#### [Directions]
In full and without alteration, print the entries that follow.

(Data entries)

◇ ◇ ◇ ◇ ◇ ◇ ◇

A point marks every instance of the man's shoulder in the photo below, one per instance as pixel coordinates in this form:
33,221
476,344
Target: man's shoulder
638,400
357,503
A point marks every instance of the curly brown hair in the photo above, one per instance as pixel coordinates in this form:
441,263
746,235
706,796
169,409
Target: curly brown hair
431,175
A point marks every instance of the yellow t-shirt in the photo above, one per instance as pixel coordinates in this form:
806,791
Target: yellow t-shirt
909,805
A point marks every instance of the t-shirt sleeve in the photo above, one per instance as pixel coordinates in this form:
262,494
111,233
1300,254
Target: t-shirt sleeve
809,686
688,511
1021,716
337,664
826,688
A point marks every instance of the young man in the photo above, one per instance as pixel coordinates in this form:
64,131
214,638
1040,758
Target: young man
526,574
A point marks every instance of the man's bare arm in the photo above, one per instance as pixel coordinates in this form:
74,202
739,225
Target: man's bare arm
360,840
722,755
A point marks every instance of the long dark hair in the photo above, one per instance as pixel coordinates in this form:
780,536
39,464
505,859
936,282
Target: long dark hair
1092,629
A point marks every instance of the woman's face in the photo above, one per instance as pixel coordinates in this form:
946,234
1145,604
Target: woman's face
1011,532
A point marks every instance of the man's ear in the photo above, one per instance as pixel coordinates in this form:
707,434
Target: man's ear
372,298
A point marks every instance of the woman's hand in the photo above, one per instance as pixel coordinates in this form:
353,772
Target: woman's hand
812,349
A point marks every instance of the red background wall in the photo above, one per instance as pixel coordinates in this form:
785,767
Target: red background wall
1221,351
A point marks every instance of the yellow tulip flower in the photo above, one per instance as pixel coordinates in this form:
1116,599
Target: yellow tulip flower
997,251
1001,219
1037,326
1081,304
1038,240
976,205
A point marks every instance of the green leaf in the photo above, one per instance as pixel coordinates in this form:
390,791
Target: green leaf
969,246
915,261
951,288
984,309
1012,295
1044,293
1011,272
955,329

◇ ◇ ◇ ◇ ◇ ◇ ◇

#### [Worked solution]
A point marks every instance of the man's shoulder in the photo below, one per instance as pixel coordinates in this form:
33,221
476,344
Target: man's shoulder
638,400
357,503
A point marks every instance of the curly brown hair in the photo above, one per instance as pixel coordinates in this form:
441,263
746,235
706,796
169,409
Target: curly brown hair
431,175
A point marks every instance of the yellow t-shirt in the photo above, one per instance as pixel coordinates in this form:
806,791
Target: yellow t-shirt
909,805
A point marks every instance of the t-shirt sleeve in the photo above, one per instance as pixel coordinates in this form:
262,494
111,233
1300,254
Target: t-shirt sleeve
809,686
688,511
1021,716
337,664
826,688
A point marks every instance of the young man in the photo above, one per instance as pixel coordinates in this form:
64,131
214,638
1040,758
Target: young man
526,574
A point marks every instance of the man's bare arm in the photo above, one per instance as pixel coordinates in this form:
74,202
739,225
Target: man's bare arm
360,840
722,755
A point marks every instance of the long dark hair in the photo above, one per instance as pixel coordinates in this form:
780,536
39,464
505,859
936,282
Target: long dark hair
1092,629
A point marks every instance of the woman's face in the photo above, one per instance as pixel coordinates in this form:
946,234
1145,604
Target: woman's face
1011,532
A point marks every instance of the man's ear in the photo above, one per instance as pixel coordinates in this form:
707,434
Target: man's ear
372,298
A point marks every instance of the woman's hand in the photo above, one per instance as pixel coordinates in this form:
353,772
Target: woman's hand
812,349
A point marks every instance of the red background wall in the photo above, one per instance as pixel coordinates in this form:
785,767
Target: red background wall
1221,351
A point marks every instance of the yellow tulip flower in the photo above, one per instance as pixel coordinates in this form:
1116,599
Target: yellow tulip flower
997,251
1001,219
1037,326
1081,304
1038,240
976,205
A point marks every instance of the green leaf in the photo above, one per instance as pixel coordinates in this form:
390,791
Target: green leaf
969,246
915,261
951,288
984,309
1012,295
1044,293
1011,272
955,329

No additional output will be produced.